> **Consigne**:
Renvoyez mot pour mot le passage du texte sur la mer du Nord et Dunkerque allant de « PREMIÈRE PARTIE » jusqu'à « en devions recueillir. ».

> **Extrait à lire**:
Puissent ses leçons nous avoir bien guidé....

Mais il est temps de laisser la parole aux faits eux-mêmes. Leur éloquence sera puissante, si nous avons su conserver la simplicité qui les distingue.

La vérité ne réclame aucun ornement, encore faut-il, néanmoins, la présenter vive, claire, frappante....

Notre désir d'y parvenir a été grand!

Salut au drapeau.
DUNKERQUE

[Pg xiv][Pg 1]

LE

LITTORAL DE LA FRANCE

PREMIÈRE PARTIE

DE DUNKERQUE AU MONT SAINT-MICHEL

CHAPITRE I

LA MER DU NORD.—SES RIVAGES.—DUNKERQUE

C'est, seulement, sur une étendue d'environ quatre-vingt-dix kilomètres que la mer du Nord baigne les rivages français; mais bien grande est l'importance d'une semblable route vers les contrées septentrionales de l'Europe.

Aussi, pendant plusieurs siècles, nous a-t-elle été disputée avec acharnement, et, même après qu'un contrat nous eut livré son principal port, les entraves de tout genre furent multipliées pour anéantir les avantages que nous en devions recueillir.

Aujourd'hui, ces vicissitudes sont oubliées: nous pouvons travailler à améliorer nos stations navales.

Ici, néanmoins, nous avons affaire à un ennemi redoutable, car l'extrémité nord de l'ancienne Flandre et de l'Ardrésis participe, pour la nature de son sol, de la constitution géologique de la Hollande et de la Belgique. Sa côte, de même que les côtes de ces deux royaumes, a été, en partie, conquise sur les eaux marines. Depuis plus de douze cents ans, l'industrie et la ténacité des Flamands luttent contre cette force irrésistible appelée la mer, et, d'un golfe aux émanations malfaisantes, de vases, de sables mouvants ont réussi à créer des campagnes renommées pour leur fertilité.

L'aspect du rivage ne le laisserait pas soupçonner. Soumis à l'action incessante des flots, il se recouvre de tertres, de monticules sablonneux, appelés Dunes, variant de deux mètres jusqu'à cinquante mètres de hauteur. La chaîne se continue ainsi, à peu près sans interruption, depuis Dunkerque jusqu'à l'ouest de Calais.

La lutte est continuelle entre le travail de l'homme et l'action destructive du fléau qui a comblé plusieurs ports jadis florissants.

En effet, les Dunes sont voyageuses. Formées de sable très fin, très léger, elles subissent sans peine la double influence du vent et de la mer. Si l'on ne s'opposait par tous les moyens à leurs envahissements, le pays riverain ne tarderait guère à reprendre sa constitution d'estuaire saumâtre.

> **Données enregistrées**:
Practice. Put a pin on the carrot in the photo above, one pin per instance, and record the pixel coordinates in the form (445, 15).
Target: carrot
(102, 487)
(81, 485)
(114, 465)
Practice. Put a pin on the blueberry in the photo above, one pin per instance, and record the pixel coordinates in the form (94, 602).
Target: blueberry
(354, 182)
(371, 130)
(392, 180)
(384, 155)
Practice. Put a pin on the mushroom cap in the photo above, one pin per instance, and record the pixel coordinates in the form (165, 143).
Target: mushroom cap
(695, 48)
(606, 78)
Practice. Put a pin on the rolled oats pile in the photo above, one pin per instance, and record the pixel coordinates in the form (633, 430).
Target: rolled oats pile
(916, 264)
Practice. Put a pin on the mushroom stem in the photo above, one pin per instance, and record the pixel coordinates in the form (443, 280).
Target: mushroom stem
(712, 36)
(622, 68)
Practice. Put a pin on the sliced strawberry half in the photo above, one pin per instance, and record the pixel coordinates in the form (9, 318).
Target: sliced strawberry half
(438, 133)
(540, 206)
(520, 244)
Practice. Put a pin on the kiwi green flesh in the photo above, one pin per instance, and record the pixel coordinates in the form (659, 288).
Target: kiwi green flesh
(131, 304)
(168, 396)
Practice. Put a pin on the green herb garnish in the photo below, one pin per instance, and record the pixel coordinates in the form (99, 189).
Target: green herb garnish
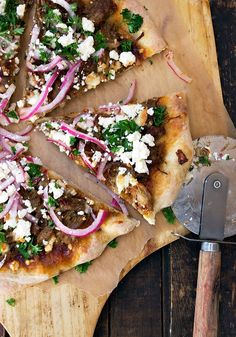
(159, 115)
(169, 214)
(55, 279)
(116, 135)
(113, 243)
(126, 45)
(99, 41)
(134, 21)
(52, 202)
(82, 268)
(28, 249)
(11, 301)
(12, 114)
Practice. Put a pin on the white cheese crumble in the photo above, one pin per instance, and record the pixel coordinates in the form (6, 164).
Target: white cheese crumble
(88, 25)
(127, 58)
(114, 55)
(132, 110)
(66, 40)
(2, 7)
(86, 48)
(57, 191)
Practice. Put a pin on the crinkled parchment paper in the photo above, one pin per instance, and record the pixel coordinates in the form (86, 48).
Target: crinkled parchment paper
(207, 116)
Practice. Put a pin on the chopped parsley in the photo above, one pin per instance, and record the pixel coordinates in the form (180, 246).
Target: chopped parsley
(52, 202)
(134, 21)
(204, 160)
(82, 268)
(113, 244)
(12, 114)
(169, 215)
(159, 115)
(99, 41)
(55, 279)
(28, 249)
(126, 45)
(116, 135)
(11, 301)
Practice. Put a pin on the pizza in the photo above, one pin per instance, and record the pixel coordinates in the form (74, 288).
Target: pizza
(141, 152)
(47, 225)
(76, 45)
(12, 26)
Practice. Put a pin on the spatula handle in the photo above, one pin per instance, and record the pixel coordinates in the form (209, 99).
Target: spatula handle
(207, 298)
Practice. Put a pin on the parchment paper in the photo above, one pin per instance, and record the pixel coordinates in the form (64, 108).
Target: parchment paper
(207, 116)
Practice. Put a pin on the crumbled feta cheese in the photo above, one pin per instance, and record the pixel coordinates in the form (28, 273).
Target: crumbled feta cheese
(57, 191)
(66, 40)
(3, 197)
(149, 140)
(127, 58)
(88, 25)
(22, 229)
(86, 48)
(114, 55)
(2, 7)
(106, 121)
(150, 111)
(132, 110)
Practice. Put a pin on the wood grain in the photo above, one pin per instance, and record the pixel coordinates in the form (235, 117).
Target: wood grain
(50, 314)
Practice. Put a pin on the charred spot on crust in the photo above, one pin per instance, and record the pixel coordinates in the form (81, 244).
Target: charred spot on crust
(182, 159)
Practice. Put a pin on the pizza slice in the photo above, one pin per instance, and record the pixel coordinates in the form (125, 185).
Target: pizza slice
(76, 45)
(142, 152)
(47, 225)
(12, 25)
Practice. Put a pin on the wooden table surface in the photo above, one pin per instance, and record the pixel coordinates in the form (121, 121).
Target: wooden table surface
(156, 299)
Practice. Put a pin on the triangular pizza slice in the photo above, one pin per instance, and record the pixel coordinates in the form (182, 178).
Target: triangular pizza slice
(76, 45)
(142, 152)
(47, 226)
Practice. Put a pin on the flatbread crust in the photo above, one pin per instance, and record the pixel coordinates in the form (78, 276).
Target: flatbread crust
(165, 178)
(83, 249)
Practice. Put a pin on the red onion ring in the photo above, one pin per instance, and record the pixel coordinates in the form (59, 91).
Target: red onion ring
(30, 112)
(169, 56)
(65, 5)
(65, 87)
(84, 136)
(131, 93)
(96, 224)
(84, 157)
(44, 68)
(59, 143)
(6, 183)
(13, 136)
(8, 206)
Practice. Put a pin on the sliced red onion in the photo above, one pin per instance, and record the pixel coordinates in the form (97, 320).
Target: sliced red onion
(84, 136)
(96, 224)
(6, 183)
(25, 131)
(131, 93)
(84, 157)
(6, 97)
(101, 167)
(59, 143)
(65, 5)
(13, 136)
(65, 87)
(45, 68)
(30, 112)
(8, 206)
(169, 56)
(3, 261)
(119, 201)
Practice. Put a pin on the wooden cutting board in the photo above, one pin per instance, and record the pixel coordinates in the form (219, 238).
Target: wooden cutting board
(67, 311)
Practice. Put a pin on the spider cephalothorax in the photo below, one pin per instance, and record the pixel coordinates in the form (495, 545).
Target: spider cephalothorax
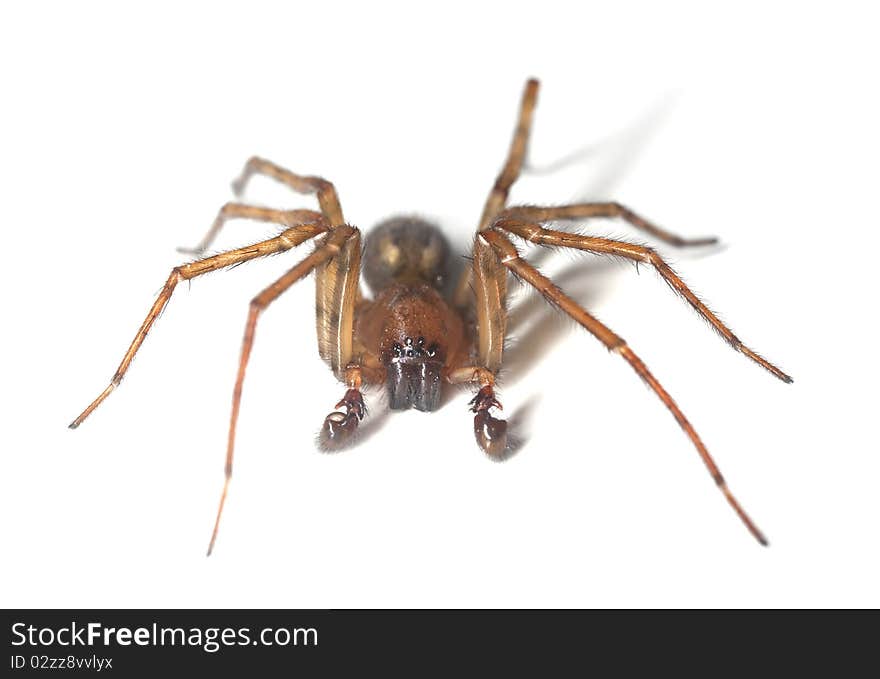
(409, 338)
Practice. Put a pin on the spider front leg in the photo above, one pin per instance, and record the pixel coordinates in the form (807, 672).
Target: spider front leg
(587, 210)
(285, 241)
(339, 428)
(490, 432)
(510, 172)
(336, 242)
(535, 233)
(323, 189)
(229, 211)
(510, 258)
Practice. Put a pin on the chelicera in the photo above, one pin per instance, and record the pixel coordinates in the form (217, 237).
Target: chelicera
(409, 337)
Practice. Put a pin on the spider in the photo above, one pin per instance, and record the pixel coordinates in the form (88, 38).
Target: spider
(408, 337)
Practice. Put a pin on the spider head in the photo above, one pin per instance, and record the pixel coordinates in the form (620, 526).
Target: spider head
(413, 375)
(405, 250)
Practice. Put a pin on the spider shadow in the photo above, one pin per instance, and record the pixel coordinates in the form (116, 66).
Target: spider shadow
(613, 154)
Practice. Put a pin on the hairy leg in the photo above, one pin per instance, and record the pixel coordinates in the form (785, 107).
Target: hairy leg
(324, 190)
(524, 271)
(285, 241)
(534, 213)
(497, 198)
(638, 253)
(331, 247)
(229, 211)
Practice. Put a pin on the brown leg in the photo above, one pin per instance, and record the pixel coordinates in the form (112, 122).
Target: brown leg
(336, 292)
(229, 211)
(509, 174)
(328, 249)
(638, 253)
(285, 241)
(523, 270)
(339, 428)
(490, 432)
(585, 210)
(326, 192)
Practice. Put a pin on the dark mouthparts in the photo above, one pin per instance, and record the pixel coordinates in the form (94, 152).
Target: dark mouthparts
(414, 383)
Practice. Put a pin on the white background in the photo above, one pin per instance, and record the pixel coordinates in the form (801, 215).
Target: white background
(121, 130)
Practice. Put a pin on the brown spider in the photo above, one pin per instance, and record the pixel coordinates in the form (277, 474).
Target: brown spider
(409, 337)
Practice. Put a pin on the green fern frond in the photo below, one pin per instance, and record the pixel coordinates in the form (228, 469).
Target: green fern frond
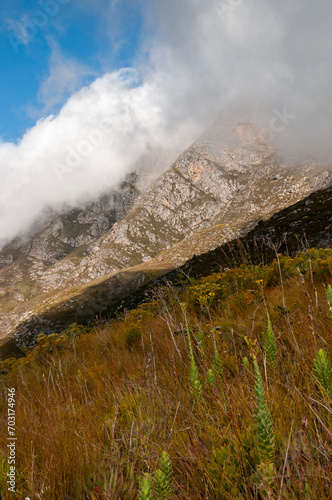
(323, 371)
(270, 345)
(217, 364)
(329, 298)
(145, 492)
(195, 383)
(163, 479)
(210, 379)
(263, 421)
(246, 363)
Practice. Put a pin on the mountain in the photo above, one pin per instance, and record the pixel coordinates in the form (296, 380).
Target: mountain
(83, 262)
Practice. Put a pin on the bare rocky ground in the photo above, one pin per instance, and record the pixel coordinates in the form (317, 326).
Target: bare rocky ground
(85, 261)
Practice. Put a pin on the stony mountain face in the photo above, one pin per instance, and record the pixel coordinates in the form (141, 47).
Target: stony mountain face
(85, 260)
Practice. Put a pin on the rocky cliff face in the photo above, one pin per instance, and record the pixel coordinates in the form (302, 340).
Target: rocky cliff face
(216, 190)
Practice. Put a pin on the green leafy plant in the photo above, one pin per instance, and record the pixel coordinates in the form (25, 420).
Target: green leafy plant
(145, 492)
(246, 363)
(210, 379)
(323, 371)
(195, 383)
(163, 488)
(264, 426)
(270, 345)
(217, 364)
(329, 298)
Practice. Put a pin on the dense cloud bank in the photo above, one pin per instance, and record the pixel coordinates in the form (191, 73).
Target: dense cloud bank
(263, 61)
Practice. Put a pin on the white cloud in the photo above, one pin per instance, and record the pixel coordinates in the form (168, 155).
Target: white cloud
(260, 56)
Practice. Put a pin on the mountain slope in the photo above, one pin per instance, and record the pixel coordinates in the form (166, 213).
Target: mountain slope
(217, 189)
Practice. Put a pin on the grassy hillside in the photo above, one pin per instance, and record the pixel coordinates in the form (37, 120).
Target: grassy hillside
(214, 388)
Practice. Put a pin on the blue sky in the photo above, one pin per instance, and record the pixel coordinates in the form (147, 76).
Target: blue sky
(69, 43)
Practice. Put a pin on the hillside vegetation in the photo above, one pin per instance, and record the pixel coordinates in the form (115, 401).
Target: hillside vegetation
(218, 388)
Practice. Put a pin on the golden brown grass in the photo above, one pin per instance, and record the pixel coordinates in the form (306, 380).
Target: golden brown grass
(96, 408)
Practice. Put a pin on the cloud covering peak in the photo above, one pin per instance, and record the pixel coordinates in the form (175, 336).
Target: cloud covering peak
(199, 59)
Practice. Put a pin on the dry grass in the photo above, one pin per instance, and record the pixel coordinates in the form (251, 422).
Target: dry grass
(96, 409)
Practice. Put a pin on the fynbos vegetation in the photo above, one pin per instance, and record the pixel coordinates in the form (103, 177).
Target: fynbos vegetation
(184, 397)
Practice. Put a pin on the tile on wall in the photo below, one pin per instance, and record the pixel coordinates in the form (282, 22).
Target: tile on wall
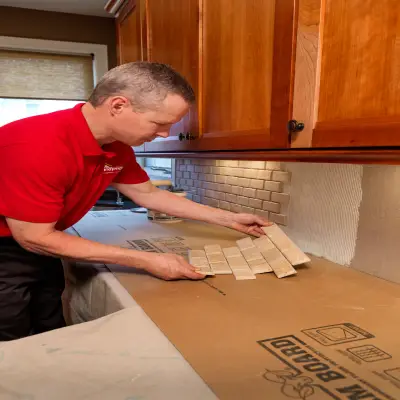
(239, 186)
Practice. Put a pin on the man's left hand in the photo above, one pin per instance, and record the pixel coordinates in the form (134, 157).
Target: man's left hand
(249, 224)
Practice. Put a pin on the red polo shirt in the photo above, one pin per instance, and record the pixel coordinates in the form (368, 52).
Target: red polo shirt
(52, 169)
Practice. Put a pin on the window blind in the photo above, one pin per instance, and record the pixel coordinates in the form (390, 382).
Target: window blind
(31, 75)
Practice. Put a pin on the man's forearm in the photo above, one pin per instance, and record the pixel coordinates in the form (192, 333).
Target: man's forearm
(60, 244)
(167, 202)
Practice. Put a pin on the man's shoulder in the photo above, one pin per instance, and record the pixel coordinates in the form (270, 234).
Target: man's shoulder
(50, 128)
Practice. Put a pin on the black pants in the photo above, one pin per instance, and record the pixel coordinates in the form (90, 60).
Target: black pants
(31, 286)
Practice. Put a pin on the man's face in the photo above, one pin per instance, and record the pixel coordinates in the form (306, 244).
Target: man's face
(135, 128)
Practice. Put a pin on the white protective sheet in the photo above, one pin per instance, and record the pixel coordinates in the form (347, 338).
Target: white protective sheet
(120, 356)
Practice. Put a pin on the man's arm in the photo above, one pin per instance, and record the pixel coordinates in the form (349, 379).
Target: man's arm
(44, 239)
(149, 196)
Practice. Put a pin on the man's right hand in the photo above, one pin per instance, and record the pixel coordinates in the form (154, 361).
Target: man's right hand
(170, 267)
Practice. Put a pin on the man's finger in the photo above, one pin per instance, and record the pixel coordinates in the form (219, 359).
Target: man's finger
(195, 275)
(262, 221)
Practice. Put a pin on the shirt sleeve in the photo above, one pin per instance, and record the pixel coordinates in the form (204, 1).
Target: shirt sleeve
(132, 172)
(33, 183)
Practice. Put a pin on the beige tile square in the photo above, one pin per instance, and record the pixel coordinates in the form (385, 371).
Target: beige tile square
(212, 249)
(243, 275)
(210, 178)
(232, 198)
(248, 192)
(236, 208)
(252, 164)
(214, 258)
(263, 214)
(220, 195)
(197, 253)
(278, 263)
(237, 190)
(225, 205)
(211, 202)
(270, 206)
(263, 195)
(281, 176)
(215, 170)
(250, 173)
(226, 188)
(243, 200)
(273, 165)
(278, 218)
(264, 174)
(260, 268)
(273, 186)
(231, 252)
(232, 180)
(289, 249)
(210, 193)
(205, 270)
(256, 183)
(282, 198)
(221, 268)
(198, 261)
(237, 263)
(221, 179)
(255, 203)
(229, 163)
(245, 182)
(245, 243)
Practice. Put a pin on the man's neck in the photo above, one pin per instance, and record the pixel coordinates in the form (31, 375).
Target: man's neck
(96, 122)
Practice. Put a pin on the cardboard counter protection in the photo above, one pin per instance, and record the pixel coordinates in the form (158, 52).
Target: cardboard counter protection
(329, 332)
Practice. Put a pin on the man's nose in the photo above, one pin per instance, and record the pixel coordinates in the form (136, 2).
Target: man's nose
(164, 134)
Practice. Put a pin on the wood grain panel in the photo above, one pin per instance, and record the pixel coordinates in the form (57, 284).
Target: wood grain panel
(305, 82)
(173, 37)
(237, 59)
(283, 71)
(360, 76)
(129, 35)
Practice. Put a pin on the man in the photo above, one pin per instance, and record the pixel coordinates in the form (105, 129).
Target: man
(54, 167)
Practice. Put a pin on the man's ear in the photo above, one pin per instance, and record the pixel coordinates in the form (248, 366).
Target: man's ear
(117, 104)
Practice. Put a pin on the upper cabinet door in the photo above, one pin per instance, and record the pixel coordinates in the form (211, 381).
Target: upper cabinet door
(173, 39)
(246, 63)
(347, 75)
(129, 33)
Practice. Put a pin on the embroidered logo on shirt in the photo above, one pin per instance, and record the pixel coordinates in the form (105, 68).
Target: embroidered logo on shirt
(110, 169)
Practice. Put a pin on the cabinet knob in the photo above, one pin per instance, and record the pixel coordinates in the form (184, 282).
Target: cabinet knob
(190, 136)
(295, 126)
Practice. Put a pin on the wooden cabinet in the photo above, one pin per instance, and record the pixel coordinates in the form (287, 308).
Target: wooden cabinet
(333, 66)
(347, 75)
(131, 37)
(131, 32)
(225, 49)
(173, 38)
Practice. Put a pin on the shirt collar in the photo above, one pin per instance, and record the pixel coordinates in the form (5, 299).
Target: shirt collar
(87, 142)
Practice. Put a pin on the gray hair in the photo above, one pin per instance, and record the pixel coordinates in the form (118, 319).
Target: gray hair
(145, 84)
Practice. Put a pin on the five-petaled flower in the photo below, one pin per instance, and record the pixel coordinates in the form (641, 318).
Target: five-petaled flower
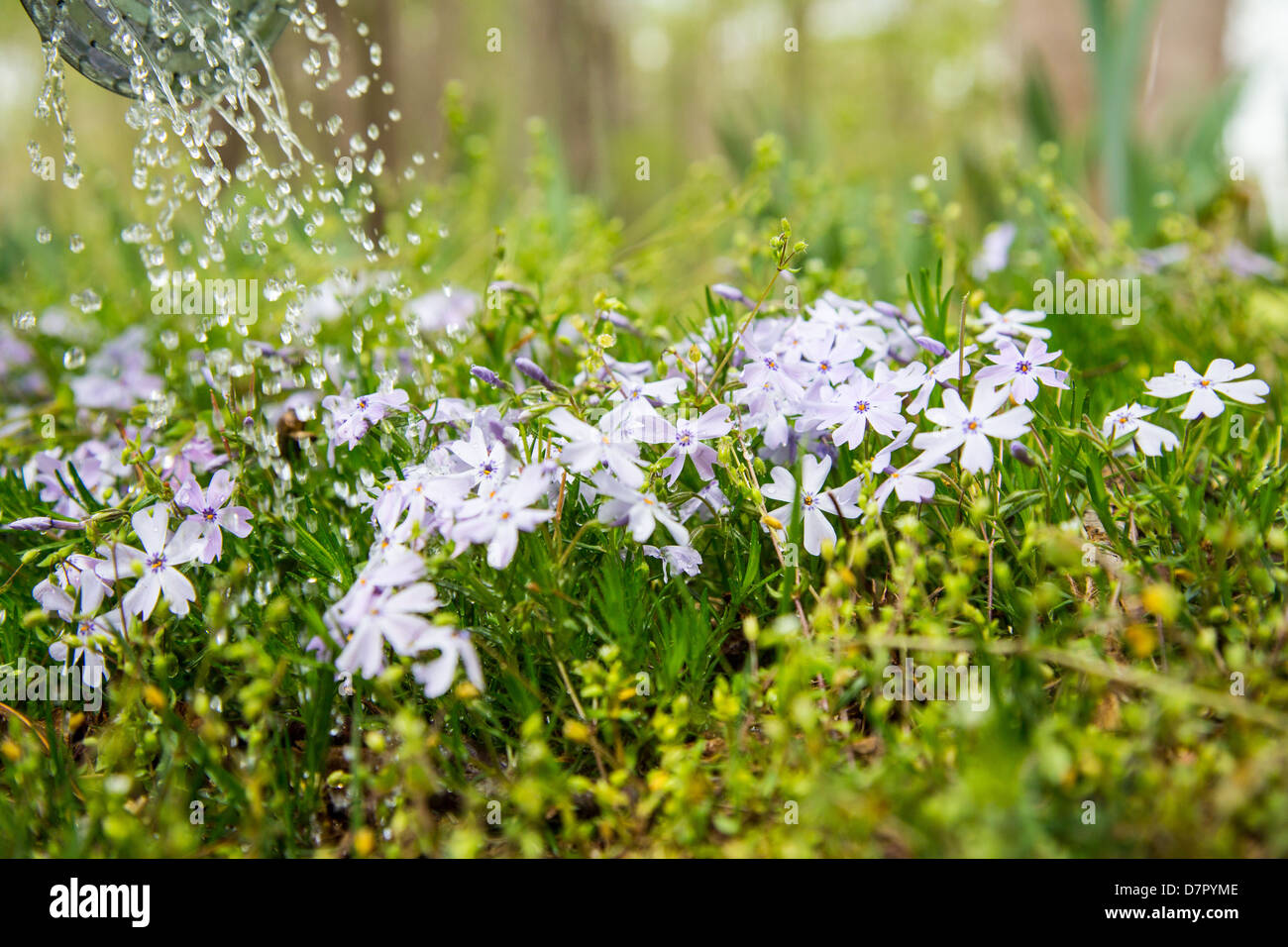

> **Réponse**:
PREMIÈRE PARTIE

DE DUNKERQUE AU MONT SAINT-MICHEL

CHAPITRE I

LA MER DU NORD.—SES RIVAGES.—DUNKERQUE

C'est, seulement, sur une étendue d'environ quatre-vingt-dix kilomètres que la mer du Nord baigne les rivages français; mais bien grande est l'importance d'une semblable route vers les contrées septentrionales de l'Europe.

Aussi, pendant plusieurs siècles, nous a-t-elle été disputée avec acharnement, et, même après qu'un contrat nous eut livré son principal port, les entraves de tout genre furent multipliées pour anéantir les avantages que nous en devions recueillir.